Aim of the exercise :: Copy the rows from the line containing "Where can the tree line" through the last of the rows, both ends included, keeping the requests and raising every x and y pixel coordinate in the answer points by 101. Leave the pictures out.

[Rows excerpted from a collection]
## start
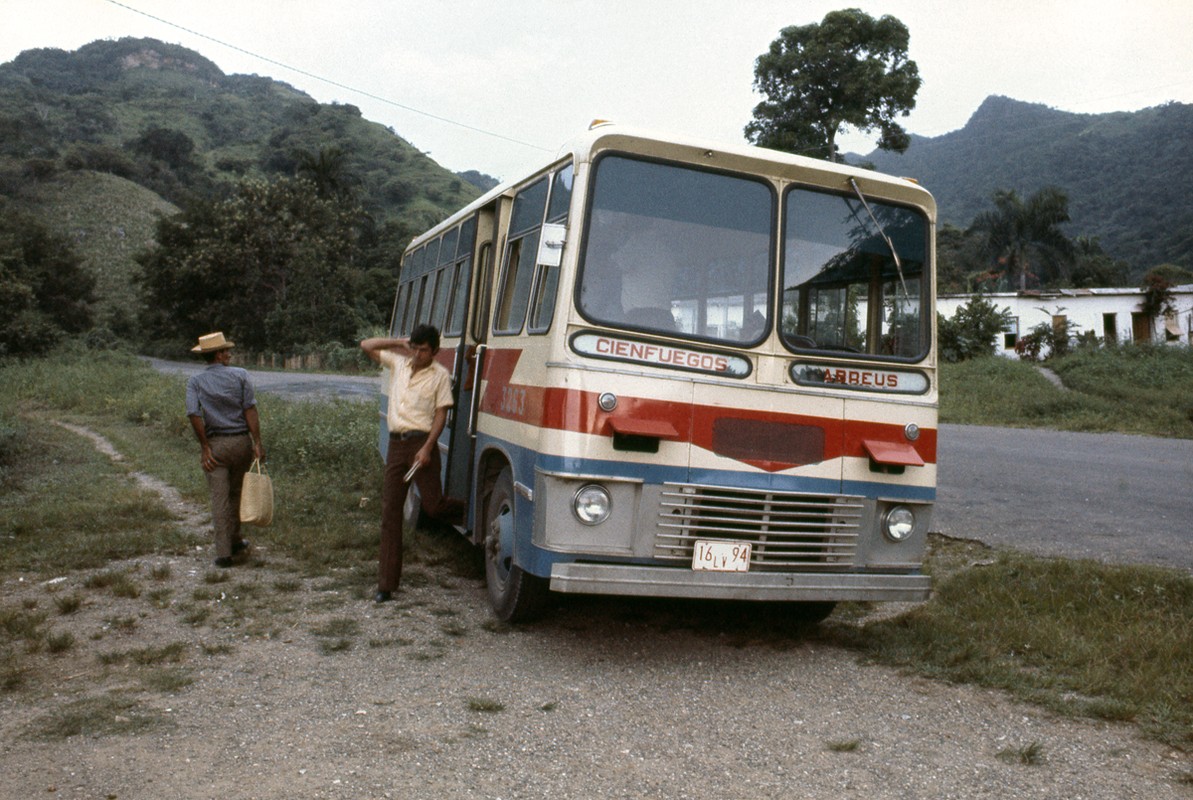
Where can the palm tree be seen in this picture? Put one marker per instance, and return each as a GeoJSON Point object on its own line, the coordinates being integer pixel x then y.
{"type": "Point", "coordinates": [1019, 231]}
{"type": "Point", "coordinates": [328, 169]}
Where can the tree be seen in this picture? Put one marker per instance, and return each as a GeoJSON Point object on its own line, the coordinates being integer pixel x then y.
{"type": "Point", "coordinates": [274, 266]}
{"type": "Point", "coordinates": [850, 69]}
{"type": "Point", "coordinates": [1020, 235]}
{"type": "Point", "coordinates": [328, 171]}
{"type": "Point", "coordinates": [1092, 266]}
{"type": "Point", "coordinates": [972, 330]}
{"type": "Point", "coordinates": [44, 292]}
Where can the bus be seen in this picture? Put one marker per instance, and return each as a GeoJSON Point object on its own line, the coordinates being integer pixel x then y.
{"type": "Point", "coordinates": [687, 370]}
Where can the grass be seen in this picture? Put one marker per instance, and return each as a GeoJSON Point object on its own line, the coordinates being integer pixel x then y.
{"type": "Point", "coordinates": [1132, 389]}
{"type": "Point", "coordinates": [1111, 643]}
{"type": "Point", "coordinates": [1079, 637]}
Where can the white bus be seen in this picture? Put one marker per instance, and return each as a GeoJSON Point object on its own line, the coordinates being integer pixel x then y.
{"type": "Point", "coordinates": [687, 370]}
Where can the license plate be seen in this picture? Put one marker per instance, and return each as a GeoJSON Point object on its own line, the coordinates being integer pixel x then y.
{"type": "Point", "coordinates": [721, 556]}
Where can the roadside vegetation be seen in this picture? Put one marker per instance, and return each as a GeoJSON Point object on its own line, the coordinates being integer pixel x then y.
{"type": "Point", "coordinates": [1082, 638]}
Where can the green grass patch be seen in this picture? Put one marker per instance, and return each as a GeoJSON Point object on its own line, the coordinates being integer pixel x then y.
{"type": "Point", "coordinates": [99, 715]}
{"type": "Point", "coordinates": [1137, 389]}
{"type": "Point", "coordinates": [1074, 636]}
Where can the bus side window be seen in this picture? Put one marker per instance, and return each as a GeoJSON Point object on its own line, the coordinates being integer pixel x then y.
{"type": "Point", "coordinates": [521, 252]}
{"type": "Point", "coordinates": [519, 270]}
{"type": "Point", "coordinates": [548, 284]}
{"type": "Point", "coordinates": [481, 302]}
{"type": "Point", "coordinates": [444, 279]}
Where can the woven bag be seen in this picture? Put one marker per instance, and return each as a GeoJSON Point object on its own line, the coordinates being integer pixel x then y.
{"type": "Point", "coordinates": [257, 496]}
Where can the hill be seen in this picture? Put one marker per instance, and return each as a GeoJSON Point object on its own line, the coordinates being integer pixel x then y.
{"type": "Point", "coordinates": [1122, 172]}
{"type": "Point", "coordinates": [99, 141]}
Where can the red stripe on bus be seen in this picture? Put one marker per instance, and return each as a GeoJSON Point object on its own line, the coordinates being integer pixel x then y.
{"type": "Point", "coordinates": [576, 411]}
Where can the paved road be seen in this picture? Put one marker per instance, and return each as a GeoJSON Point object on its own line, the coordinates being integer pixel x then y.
{"type": "Point", "coordinates": [1105, 496]}
{"type": "Point", "coordinates": [310, 385]}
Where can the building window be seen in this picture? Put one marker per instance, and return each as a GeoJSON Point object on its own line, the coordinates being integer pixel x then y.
{"type": "Point", "coordinates": [1011, 334]}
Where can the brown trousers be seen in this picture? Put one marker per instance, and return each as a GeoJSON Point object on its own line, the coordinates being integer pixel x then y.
{"type": "Point", "coordinates": [399, 459]}
{"type": "Point", "coordinates": [235, 457]}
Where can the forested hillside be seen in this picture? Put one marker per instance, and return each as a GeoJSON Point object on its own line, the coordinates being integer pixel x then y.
{"type": "Point", "coordinates": [99, 143]}
{"type": "Point", "coordinates": [1124, 173]}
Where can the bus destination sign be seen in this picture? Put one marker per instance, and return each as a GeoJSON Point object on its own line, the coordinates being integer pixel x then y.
{"type": "Point", "coordinates": [892, 382]}
{"type": "Point", "coordinates": [617, 348]}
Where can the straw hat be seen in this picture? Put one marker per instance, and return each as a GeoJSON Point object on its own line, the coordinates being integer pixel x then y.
{"type": "Point", "coordinates": [212, 342]}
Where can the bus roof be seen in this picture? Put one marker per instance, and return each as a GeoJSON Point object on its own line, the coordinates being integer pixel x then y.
{"type": "Point", "coordinates": [746, 157]}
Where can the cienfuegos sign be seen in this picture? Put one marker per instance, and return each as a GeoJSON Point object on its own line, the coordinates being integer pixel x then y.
{"type": "Point", "coordinates": [875, 379]}
{"type": "Point", "coordinates": [617, 348]}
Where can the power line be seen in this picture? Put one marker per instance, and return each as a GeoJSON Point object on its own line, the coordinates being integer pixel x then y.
{"type": "Point", "coordinates": [332, 82]}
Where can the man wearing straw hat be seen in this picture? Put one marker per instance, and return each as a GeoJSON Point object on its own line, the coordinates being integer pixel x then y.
{"type": "Point", "coordinates": [222, 408]}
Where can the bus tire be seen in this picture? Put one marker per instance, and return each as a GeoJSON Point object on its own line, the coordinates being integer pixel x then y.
{"type": "Point", "coordinates": [514, 594]}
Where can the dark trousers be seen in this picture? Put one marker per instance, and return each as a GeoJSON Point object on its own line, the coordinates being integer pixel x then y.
{"type": "Point", "coordinates": [235, 457]}
{"type": "Point", "coordinates": [399, 459]}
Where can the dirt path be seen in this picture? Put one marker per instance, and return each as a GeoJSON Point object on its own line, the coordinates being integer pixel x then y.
{"type": "Point", "coordinates": [276, 683]}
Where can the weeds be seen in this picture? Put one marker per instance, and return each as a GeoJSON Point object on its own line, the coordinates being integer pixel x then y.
{"type": "Point", "coordinates": [68, 603]}
{"type": "Point", "coordinates": [1028, 755]}
{"type": "Point", "coordinates": [99, 715]}
{"type": "Point", "coordinates": [486, 705]}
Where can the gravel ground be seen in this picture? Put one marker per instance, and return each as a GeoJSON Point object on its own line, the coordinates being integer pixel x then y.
{"type": "Point", "coordinates": [303, 688]}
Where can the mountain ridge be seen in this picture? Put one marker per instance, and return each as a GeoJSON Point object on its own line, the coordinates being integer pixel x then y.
{"type": "Point", "coordinates": [1116, 167]}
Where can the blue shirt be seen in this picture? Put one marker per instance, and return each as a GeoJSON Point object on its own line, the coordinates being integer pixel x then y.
{"type": "Point", "coordinates": [220, 395]}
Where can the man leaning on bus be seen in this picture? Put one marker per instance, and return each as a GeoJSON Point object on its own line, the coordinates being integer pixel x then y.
{"type": "Point", "coordinates": [419, 398]}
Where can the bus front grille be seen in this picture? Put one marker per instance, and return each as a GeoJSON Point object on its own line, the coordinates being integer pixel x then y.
{"type": "Point", "coordinates": [786, 529]}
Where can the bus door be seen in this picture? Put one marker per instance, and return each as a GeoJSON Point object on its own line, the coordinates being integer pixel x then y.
{"type": "Point", "coordinates": [469, 359]}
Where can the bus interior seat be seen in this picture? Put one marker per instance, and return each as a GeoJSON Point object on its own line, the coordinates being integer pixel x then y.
{"type": "Point", "coordinates": [650, 317]}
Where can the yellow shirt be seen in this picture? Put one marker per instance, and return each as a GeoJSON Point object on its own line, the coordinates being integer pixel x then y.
{"type": "Point", "coordinates": [414, 396]}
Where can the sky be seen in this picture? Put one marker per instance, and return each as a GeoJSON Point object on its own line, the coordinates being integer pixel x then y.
{"type": "Point", "coordinates": [499, 86]}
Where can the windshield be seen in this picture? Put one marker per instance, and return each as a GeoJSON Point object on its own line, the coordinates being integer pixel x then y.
{"type": "Point", "coordinates": [678, 250]}
{"type": "Point", "coordinates": [842, 289]}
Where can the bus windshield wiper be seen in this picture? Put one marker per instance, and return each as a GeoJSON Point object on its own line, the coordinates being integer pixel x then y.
{"type": "Point", "coordinates": [890, 245]}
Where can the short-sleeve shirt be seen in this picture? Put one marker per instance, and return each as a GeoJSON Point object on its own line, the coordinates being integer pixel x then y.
{"type": "Point", "coordinates": [220, 395]}
{"type": "Point", "coordinates": [414, 396]}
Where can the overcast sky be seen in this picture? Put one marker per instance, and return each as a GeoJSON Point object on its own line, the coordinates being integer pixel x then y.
{"type": "Point", "coordinates": [499, 85]}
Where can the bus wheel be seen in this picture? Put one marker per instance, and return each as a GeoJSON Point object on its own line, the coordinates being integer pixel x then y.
{"type": "Point", "coordinates": [514, 594]}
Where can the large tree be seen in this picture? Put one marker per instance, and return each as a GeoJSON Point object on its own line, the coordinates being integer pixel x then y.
{"type": "Point", "coordinates": [274, 266]}
{"type": "Point", "coordinates": [850, 69]}
{"type": "Point", "coordinates": [1024, 237]}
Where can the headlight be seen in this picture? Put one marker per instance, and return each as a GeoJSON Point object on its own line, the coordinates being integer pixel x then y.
{"type": "Point", "coordinates": [592, 504]}
{"type": "Point", "coordinates": [898, 522]}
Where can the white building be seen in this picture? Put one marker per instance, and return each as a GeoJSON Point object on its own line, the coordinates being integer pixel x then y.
{"type": "Point", "coordinates": [1113, 315]}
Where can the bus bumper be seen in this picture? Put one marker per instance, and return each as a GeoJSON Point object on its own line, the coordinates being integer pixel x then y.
{"type": "Point", "coordinates": [668, 582]}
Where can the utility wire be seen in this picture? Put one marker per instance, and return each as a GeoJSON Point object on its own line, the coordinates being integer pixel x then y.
{"type": "Point", "coordinates": [329, 81]}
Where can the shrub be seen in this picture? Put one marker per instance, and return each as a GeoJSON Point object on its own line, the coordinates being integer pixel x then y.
{"type": "Point", "coordinates": [972, 330]}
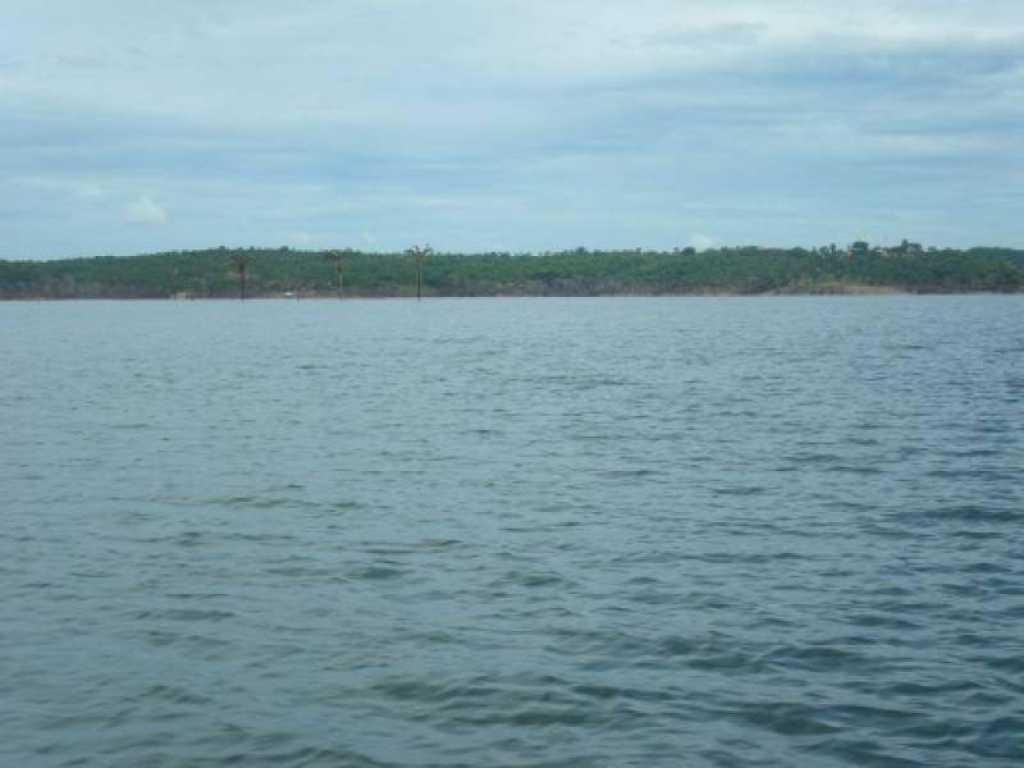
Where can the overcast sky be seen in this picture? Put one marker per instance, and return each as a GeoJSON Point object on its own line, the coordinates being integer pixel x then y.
{"type": "Point", "coordinates": [476, 125]}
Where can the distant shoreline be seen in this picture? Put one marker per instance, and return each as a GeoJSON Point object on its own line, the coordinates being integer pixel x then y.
{"type": "Point", "coordinates": [283, 273]}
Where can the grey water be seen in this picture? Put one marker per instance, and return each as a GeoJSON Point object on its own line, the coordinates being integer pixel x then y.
{"type": "Point", "coordinates": [704, 531]}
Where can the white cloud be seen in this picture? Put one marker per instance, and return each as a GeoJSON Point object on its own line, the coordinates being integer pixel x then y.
{"type": "Point", "coordinates": [145, 211]}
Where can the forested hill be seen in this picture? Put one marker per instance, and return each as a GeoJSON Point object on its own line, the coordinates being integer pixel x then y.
{"type": "Point", "coordinates": [283, 271]}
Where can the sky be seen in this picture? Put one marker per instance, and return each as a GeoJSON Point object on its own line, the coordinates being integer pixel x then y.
{"type": "Point", "coordinates": [130, 126]}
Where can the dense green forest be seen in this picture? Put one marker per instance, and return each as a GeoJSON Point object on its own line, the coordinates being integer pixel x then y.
{"type": "Point", "coordinates": [283, 271]}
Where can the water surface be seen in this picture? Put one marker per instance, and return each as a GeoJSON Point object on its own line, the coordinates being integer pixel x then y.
{"type": "Point", "coordinates": [513, 532]}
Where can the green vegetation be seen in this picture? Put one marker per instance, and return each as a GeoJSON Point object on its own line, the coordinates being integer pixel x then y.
{"type": "Point", "coordinates": [229, 272]}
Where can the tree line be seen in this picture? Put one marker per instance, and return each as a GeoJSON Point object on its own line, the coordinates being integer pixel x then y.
{"type": "Point", "coordinates": [224, 272]}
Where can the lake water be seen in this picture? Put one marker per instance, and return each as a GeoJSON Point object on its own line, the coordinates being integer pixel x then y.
{"type": "Point", "coordinates": [702, 531]}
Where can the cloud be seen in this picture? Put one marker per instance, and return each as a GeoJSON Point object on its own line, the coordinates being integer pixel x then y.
{"type": "Point", "coordinates": [520, 123]}
{"type": "Point", "coordinates": [145, 211]}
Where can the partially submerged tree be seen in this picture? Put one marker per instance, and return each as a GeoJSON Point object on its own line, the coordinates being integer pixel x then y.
{"type": "Point", "coordinates": [420, 253]}
{"type": "Point", "coordinates": [338, 259]}
{"type": "Point", "coordinates": [240, 262]}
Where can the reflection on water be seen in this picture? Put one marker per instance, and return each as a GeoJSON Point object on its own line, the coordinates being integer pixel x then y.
{"type": "Point", "coordinates": [580, 532]}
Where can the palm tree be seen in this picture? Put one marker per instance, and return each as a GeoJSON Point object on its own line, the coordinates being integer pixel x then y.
{"type": "Point", "coordinates": [241, 263]}
{"type": "Point", "coordinates": [419, 253]}
{"type": "Point", "coordinates": [338, 259]}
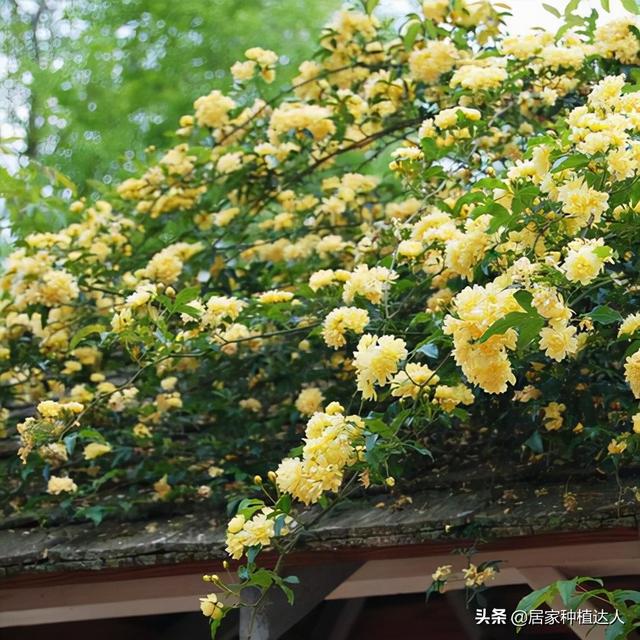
## end
Solution ::
Where can the tree line be seen in this picture? Put one marker per instance, and return each as a GeoJSON Point object on its own line, the coordinates being integer pixel x then y.
{"type": "Point", "coordinates": [325, 373]}
Where can the lake water be seen in this picture? Put one marker per instance, and return each as a GeoJSON Point object on its own line, the coordinates being integer pixel x then y.
{"type": "Point", "coordinates": [803, 632]}
Where can the cloud be seen in this picture? Put one marker per instance, and return each as a GeoJSON Point object on its own line, the coordinates being integer pixel x then y.
{"type": "Point", "coordinates": [621, 224]}
{"type": "Point", "coordinates": [246, 312]}
Where can the partially submerged tree be seen in this picture? Put one marker per instance, and return each as a GeoJSON Point object on its own line, the coordinates being integer pixel x then y.
{"type": "Point", "coordinates": [521, 354]}
{"type": "Point", "coordinates": [439, 360]}
{"type": "Point", "coordinates": [341, 363]}
Where can the reflection on water be seen in this picture? Put one marker per instance, and return each as a GeoJSON Point object on its own line, the coordinates being integer pixel x then y.
{"type": "Point", "coordinates": [681, 633]}
Where can the palm tree be seen in this picture? Put one marker per instance, and return each as a GeoJSON Point object on its own line, the coordinates being integer pixel x then y.
{"type": "Point", "coordinates": [342, 364]}
{"type": "Point", "coordinates": [520, 354]}
{"type": "Point", "coordinates": [439, 360]}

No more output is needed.